Work required: Report all lines in the records that hold the string "snowfield".

————————

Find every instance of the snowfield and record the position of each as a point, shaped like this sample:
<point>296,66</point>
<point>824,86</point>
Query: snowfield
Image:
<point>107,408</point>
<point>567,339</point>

————————

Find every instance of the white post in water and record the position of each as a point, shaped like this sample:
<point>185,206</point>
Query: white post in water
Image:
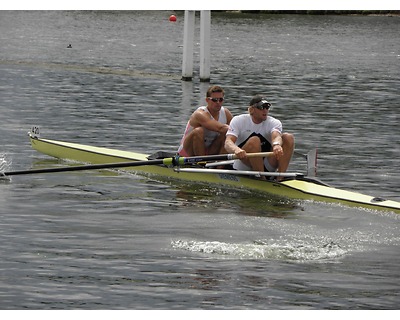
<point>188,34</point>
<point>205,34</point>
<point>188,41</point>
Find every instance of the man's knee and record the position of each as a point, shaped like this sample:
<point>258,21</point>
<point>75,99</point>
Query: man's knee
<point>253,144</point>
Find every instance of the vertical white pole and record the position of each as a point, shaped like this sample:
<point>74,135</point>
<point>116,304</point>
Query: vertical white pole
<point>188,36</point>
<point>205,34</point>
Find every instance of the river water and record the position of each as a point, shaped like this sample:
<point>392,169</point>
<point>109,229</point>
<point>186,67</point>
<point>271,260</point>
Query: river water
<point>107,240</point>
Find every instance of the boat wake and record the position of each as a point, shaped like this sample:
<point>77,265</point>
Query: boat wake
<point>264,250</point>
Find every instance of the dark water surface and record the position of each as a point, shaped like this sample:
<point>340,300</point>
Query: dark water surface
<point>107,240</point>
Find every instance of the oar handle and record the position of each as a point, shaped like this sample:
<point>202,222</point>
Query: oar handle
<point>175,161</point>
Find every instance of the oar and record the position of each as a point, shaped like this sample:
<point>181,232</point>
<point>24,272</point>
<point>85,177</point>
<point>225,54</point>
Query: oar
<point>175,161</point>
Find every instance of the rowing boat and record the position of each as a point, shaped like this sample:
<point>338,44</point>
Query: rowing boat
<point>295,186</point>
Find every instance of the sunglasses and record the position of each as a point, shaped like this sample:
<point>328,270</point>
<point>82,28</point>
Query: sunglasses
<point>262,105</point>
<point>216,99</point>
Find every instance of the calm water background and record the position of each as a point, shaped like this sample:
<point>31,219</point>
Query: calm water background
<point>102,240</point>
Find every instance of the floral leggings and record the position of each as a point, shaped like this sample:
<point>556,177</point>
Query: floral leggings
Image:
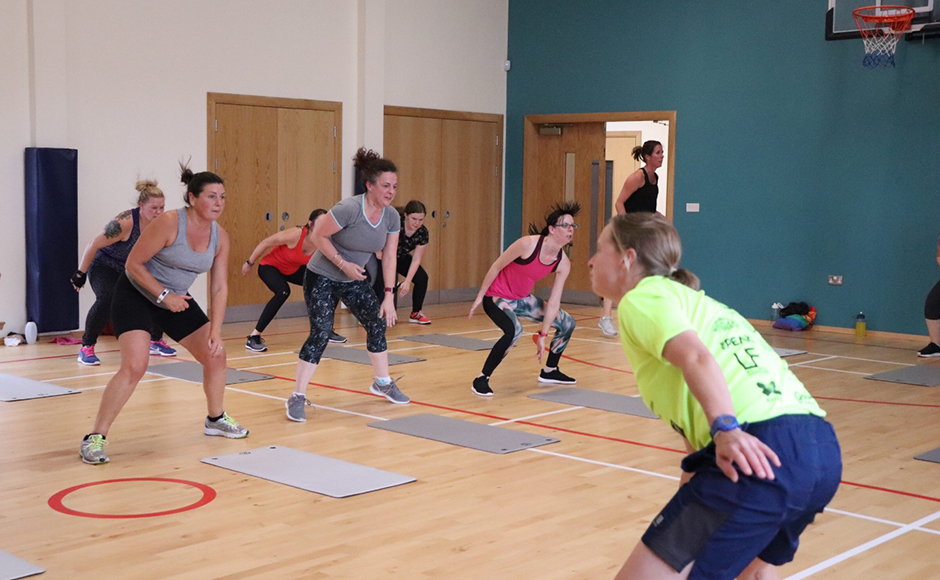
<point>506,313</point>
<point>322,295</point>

————————

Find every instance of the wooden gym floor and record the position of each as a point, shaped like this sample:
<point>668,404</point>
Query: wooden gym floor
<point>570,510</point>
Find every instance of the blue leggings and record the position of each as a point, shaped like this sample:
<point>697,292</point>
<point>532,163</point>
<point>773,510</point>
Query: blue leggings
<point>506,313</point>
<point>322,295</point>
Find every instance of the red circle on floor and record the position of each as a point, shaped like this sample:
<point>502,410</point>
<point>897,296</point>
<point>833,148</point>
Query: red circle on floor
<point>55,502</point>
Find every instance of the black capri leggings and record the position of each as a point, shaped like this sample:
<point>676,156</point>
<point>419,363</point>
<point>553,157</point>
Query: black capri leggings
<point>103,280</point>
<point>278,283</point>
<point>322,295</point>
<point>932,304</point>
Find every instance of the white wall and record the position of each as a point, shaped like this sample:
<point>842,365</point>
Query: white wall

————————

Completed task:
Find every instance of the snowfield and record the position of each as a point, shaped like this sample:
Query: snowfield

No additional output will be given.